■ Short exercise ■
Please rescale the items below by writing out every line again, tagging lines included, with each point coordinate in the answers multiplied by 0.2 and rounded to a whole number, halves rounding up. Omit the pictures from your answer.

A run of items:
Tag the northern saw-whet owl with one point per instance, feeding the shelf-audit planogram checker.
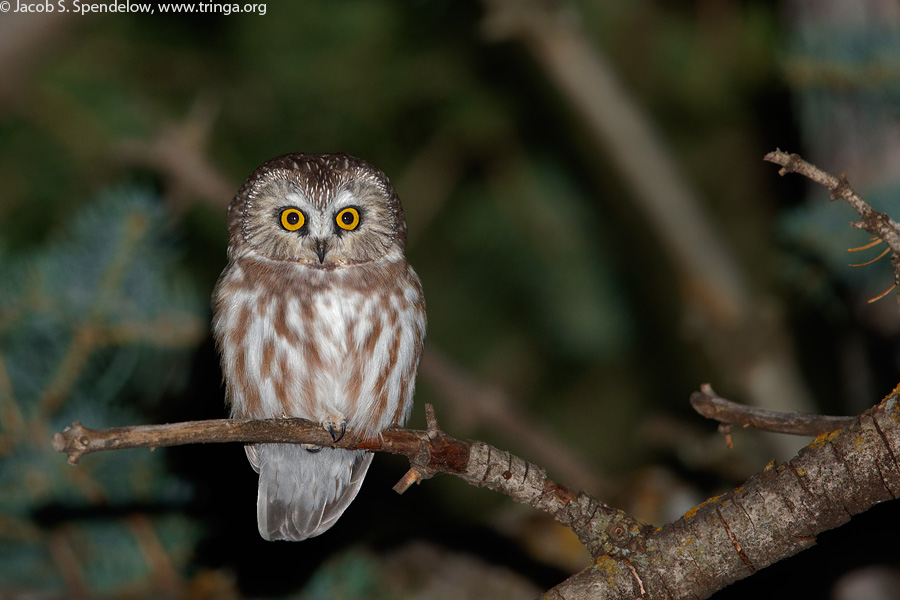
(317, 315)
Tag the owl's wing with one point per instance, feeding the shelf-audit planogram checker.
(302, 493)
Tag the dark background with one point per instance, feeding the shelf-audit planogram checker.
(560, 327)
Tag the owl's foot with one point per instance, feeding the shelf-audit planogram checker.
(336, 426)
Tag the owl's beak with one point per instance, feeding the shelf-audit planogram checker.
(321, 249)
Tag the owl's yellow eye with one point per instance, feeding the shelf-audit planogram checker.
(348, 219)
(292, 219)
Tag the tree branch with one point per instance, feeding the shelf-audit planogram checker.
(877, 223)
(712, 406)
(773, 515)
(429, 452)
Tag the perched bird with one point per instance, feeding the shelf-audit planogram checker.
(317, 315)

■ Complete response ■
Tag the northern saw-whet owl with one point per instance, feeding the shelf-audit planogram checker.
(63, 63)
Tag the owl's wing with one point per instance, feeding the shelf-audit planogram checker.
(60, 99)
Tag the dark background with one point per instance, feeding the shelf-audit planogram checker.
(112, 65)
Tag the owl's foot with one point per instance, feeding the shelf-audit planogram checker.
(67, 85)
Tag the owl's beak with one point per instance, feeding the shelf-audit planogram checker.
(64, 50)
Tag the owl's yellow eye with one point per instance, feeding the shelf-audit planogram checker.
(70, 44)
(58, 44)
Tag the tree branch with one point per instance, feeding the shelf-audit planogram checker.
(175, 45)
(142, 81)
(155, 103)
(86, 90)
Tag the perched bird with one point per instance, feeding the shelf-audit planogram checker.
(63, 63)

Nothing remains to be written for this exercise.